Work item: Copy out, word for word, the full news passage below about Edouard Philippe's hair loss.

Supplied passage:
────────────────
France's former prime minister Edouard Philippe, a leading contender to succeed President Emmanuel Macron in 2027 elections, has opened up about a hair loss condition he says will not diminish his political ambition.

'I've lost my eyebrows - but not my political ambition', says France's ex PM

The 52-year-old politician, who spearheaded the government’s fight against the peak of the Covid-19 pandemic, was a familiar face on television with his trademark brown beard.

Since leaving the post in the summer of 2020 and working as mayor of the Normandy port of Le Havre, his appearance has drastically changed with his hair and beard thinning and turning white suddenly.

“This is what had happened to me: I lost my eyebrows, and I don’t think they will come back,” he told BFMTV in an interview late Thursday.

“My beard has turned white, it’s falling out a bit and the hair too.

“The moustache is gone, I don’t know if it will come back, but I would be surprised,” he said.

“I have what is called alopecia,” he added, opening up about the auto-immune condition that accelerates hair loss.
────────────────
Extracted data:

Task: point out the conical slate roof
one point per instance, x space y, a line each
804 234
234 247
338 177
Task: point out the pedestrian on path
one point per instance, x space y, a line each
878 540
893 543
────────────────
Written solution:
France's former prime minister Edouard Philippe, a leading contender to succeed President Emmanuel Macron in 2027 elections, has opened up about a hair loss condition he says will not diminish his political ambition.

'I've lost my eyebrows - but not my political ambition', says France's ex PM

The 52-year-old politician, who spearheaded the government’s fight against the peak of the Covid-19 pandemic, was a familiar face on television with his trademark brown beard.

Since leaving the post in the summer of 2020 and working as mayor of the Normandy port of Le Havre, his appearance has drastically changed with his hair and beard thinning and turning white suddenly.

“This is what had happened to me: I lost my eyebrows, and I don’t think they will come back,” he told BFMTV in an interview late Thursday.

“My beard has turned white, it’s falling out a bit and the hair too.

“The moustache is gone, I don’t know if it will come back, but I would be surprised,” he said.

“I have what is called alopecia,” he added, opening up about the auto-immune condition that accelerates hair loss.